- Problem to work on
The records are to be repeated in full, with the images removed.
+++ The data
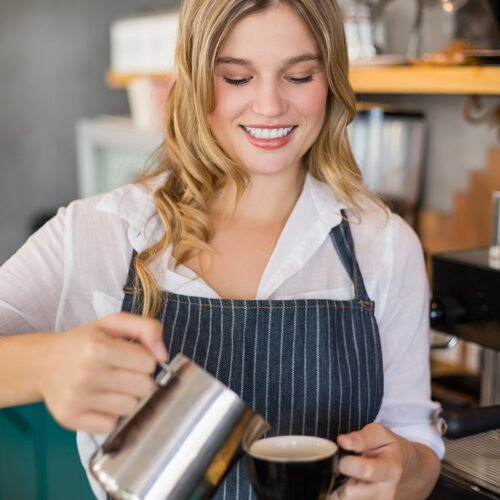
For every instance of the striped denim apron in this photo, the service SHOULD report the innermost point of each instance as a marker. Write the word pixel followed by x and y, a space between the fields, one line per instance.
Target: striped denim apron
pixel 307 366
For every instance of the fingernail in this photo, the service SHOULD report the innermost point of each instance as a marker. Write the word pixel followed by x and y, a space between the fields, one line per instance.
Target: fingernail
pixel 160 350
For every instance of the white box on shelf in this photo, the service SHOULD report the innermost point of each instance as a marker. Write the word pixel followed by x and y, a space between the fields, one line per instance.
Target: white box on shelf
pixel 111 152
pixel 144 44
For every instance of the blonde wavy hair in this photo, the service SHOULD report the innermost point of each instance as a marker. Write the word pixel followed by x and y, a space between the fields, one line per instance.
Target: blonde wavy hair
pixel 196 165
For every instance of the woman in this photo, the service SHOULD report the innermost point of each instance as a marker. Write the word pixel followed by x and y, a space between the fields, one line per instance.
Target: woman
pixel 286 278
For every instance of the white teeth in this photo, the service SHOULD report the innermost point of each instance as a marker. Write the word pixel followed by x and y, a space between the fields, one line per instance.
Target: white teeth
pixel 268 133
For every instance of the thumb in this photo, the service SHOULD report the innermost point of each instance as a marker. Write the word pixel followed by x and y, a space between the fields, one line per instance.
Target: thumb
pixel 147 331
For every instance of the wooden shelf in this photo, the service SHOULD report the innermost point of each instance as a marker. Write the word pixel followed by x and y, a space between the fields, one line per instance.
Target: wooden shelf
pixel 425 79
pixel 418 79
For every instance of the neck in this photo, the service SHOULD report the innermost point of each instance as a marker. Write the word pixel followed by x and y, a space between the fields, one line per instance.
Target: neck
pixel 267 197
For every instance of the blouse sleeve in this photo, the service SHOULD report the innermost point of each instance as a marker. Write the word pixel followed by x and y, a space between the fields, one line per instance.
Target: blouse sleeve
pixel 31 281
pixel 404 325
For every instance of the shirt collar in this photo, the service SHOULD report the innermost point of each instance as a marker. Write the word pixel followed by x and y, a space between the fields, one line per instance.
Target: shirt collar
pixel 316 212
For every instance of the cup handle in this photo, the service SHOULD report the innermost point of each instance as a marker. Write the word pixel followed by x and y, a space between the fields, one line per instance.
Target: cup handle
pixel 339 479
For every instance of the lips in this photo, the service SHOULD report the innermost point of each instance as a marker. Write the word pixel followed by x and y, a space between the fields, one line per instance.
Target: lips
pixel 269 137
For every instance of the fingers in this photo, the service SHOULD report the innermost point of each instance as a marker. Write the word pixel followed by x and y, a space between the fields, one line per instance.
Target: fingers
pixel 370 469
pixel 357 490
pixel 131 383
pixel 369 440
pixel 146 330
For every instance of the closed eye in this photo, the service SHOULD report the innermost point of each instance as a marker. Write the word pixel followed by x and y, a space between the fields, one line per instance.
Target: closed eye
pixel 240 81
pixel 305 79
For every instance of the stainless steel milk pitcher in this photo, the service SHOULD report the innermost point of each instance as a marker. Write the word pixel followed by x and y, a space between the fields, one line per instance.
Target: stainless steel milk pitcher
pixel 180 441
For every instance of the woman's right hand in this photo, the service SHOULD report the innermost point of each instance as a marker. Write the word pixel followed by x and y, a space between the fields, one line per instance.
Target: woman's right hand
pixel 93 375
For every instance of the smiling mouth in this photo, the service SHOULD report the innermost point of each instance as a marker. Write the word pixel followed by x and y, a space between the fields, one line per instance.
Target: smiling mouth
pixel 268 133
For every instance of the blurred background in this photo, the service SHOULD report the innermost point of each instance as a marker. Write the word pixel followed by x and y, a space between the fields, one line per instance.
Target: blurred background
pixel 82 85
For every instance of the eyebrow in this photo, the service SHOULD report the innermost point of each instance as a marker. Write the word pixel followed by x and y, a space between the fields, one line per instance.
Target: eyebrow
pixel 288 62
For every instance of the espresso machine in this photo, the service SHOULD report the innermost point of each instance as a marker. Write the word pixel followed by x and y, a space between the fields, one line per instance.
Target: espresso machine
pixel 466 305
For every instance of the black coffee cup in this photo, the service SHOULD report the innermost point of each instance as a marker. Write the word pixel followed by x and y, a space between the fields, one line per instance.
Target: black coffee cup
pixel 292 467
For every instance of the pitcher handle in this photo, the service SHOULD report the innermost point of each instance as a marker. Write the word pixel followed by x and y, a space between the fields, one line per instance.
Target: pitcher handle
pixel 165 375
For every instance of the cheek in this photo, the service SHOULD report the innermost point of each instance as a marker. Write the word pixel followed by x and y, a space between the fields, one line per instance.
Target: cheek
pixel 314 104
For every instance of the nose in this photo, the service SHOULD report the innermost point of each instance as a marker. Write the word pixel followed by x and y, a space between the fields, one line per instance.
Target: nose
pixel 269 100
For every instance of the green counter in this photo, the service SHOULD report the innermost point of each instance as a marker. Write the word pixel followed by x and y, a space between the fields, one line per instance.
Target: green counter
pixel 38 458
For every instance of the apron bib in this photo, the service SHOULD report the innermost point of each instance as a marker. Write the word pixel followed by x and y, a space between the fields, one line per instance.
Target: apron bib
pixel 311 367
++++++
- Exercise solution
For every instance of the striped denim apron in this photo, the service SHOULD report the innermost point of each instance as a marker. Write the word pixel followed by x and y, a space between the fields, one line per instance.
Target: striped denim apron
pixel 307 366
For every instance of the fingernail in this photo, the service SHOULD report the innermost point of each instance as a marker. Write the word pixel followed by x and y, a space between the fields, one line per instance.
Target: fingernail
pixel 160 350
For every instance of the white box on shelf in this photo, the service SHOULD report the innermost point of each instance as a marker. Write the word pixel followed by x and y, a space between the fields, one line per instance.
Target: white box on shelf
pixel 111 152
pixel 144 44
For every instance of the blonde wavy hair in this photo, the service SHOULD report the innermost point of each instance as a marker. Write the word pixel followed by x and y, a space between the fields, one line per instance.
Target: blonde wavy hair
pixel 196 165
For every instance of the woman in this photo, the service SHOULD report the innermost point of each instance as a marker. Write the word pixel followed by x and y, a space between the fields, one line per instance.
Target: woman
pixel 286 278
For every instance of the white teeth in this photo, the service SHOULD report the innermost point of each instance as a marker. Write the word pixel followed by x and y, a space between the fields, one line per instance.
Target: white teeth
pixel 268 133
For every instance of the thumb in this photo, the service SHOULD report the innermost point of each instance as a marker. Write the word pixel followed by x and y, a space between the fields, one line per instance.
Target: thumb
pixel 147 331
For every instance of the wooden shelf in this photo, the service SHOULD report the innermost point of each instance as a marker. Write the word pixel followed by x and y, a space between the fields, one line per instance.
Target: wooden shelf
pixel 425 79
pixel 418 79
For every instance of the neck in this photo, the service SHOULD report the innermost point of each instance as a marker. Write the word pixel followed by x and y, a space between the fields, one line per instance.
Target: neck
pixel 267 197
For every instance of the blouse sleeve in this photo, the service SHOULD report the innermost point of each instance as a marker. Write the word pixel followed by x and y, a space between the fields, one line per instance.
Target: blouse sleeve
pixel 31 281
pixel 404 325
For every instance of the shirt collar in this photo, the service SHOULD report the innermost point of each instance as a marker. Write the word pixel followed by x and y, a space between the fields, one line per instance.
Target: shirt collar
pixel 316 212
For every instance of the cup handle in this photo, the service SHOULD report the innermost point of each instance as a marker. Write the word pixel followed by x and y, a space between the fields, one line per instance.
Target: cup handle
pixel 339 479
For every instance of the lips in this photo, the service SHOULD report the innermost point of each instance as a marker. Write the word pixel followed by x and y, a space between the fields, one line per instance.
Target: lips
pixel 269 137
For every instance of the fingers in this photo, the service SHOULD report the innermost point of each instance as a marker. Write the word pixel followed by x and y, a space between the fields, one line per instance.
Target: fingers
pixel 370 469
pixel 357 490
pixel 131 383
pixel 369 440
pixel 146 330
For every instance of the closed eye in this photo, the service SHOULD report the innermost point of each instance as a marker. Write the word pixel followed by x and y, a space between the fields, one line per instance.
Target: closed eye
pixel 240 81
pixel 305 79
For every instance of the stainless steel milk pitcher in this photo, the service SHOULD report the innermost point of each instance as a marker. Write the word pixel followed by x and y, a space between the fields, one line per instance.
Target: stainless steel milk pitcher
pixel 180 441
For every instance of the woman's right hand in this photo, the service SHOULD report the innermost point of each instance as a marker. Write the word pixel followed by x and y, a space between the fields, one line per instance.
Target: woman's right hand
pixel 93 375
For every instance of the smiling mouth in this photo, the service SHOULD report the innermost point of each instance as a marker. Write the word pixel followed by x and y, a space between the fields, one line per instance.
Target: smiling mouth
pixel 268 133
For every instance of the blurred background in this photo, the service SHOULD report the innermost point of each instance as a marker. Write the word pixel followed by x and y, a space between the fields, one line per instance.
Target: blurred background
pixel 82 85
For every instance of the eyebrow in this photo, the service SHOULD report the innermost point of each instance as a marker. Write the word pixel followed by x and y, a space between the fields, one line per instance.
Target: eyebrow
pixel 288 62
For every instance of the espresso machine in this photo, the service SHOULD report the innermost point of each instance as a marker. Write the word pixel followed by x and y, a space between the fields, one line per instance.
Target: espresso machine
pixel 466 305
For every instance of the black coffee cup in this photo, the service SHOULD report the innermost point of each instance as a marker. Write the word pixel followed by x and y, a space between the fields, one line per instance.
Target: black coffee cup
pixel 292 467
For every instance of the pitcher handle in this photo, the service SHOULD report the innermost point of each instance as a marker. Write the word pixel followed by x and y, a space between the fields, one line per instance.
Target: pitcher handle
pixel 165 375
For every instance of the cheek in this photo, the service SHOULD report the innermost point of each instance as a marker. Write the word pixel followed by x and y, a space between the fields, one line per instance.
Target: cheek
pixel 314 104
For every instance of the nose in this photo, the service SHOULD report the innermost point of each instance as a marker. Write the word pixel followed by x and y, a space between the fields, one line per instance.
Target: nose
pixel 269 100
For every instance of the green counter in this photo, the service SHOULD report the innermost point of each instance as a marker. Write the word pixel followed by x and y, a space between the fields, one line per instance.
Target: green counter
pixel 38 458
For every instance of the apron bib in this photo, the service SHOULD report the innermost point of each instance as a marker. Write the word pixel followed by x and y, a space between the fields, one line per instance.
Target: apron bib
pixel 311 367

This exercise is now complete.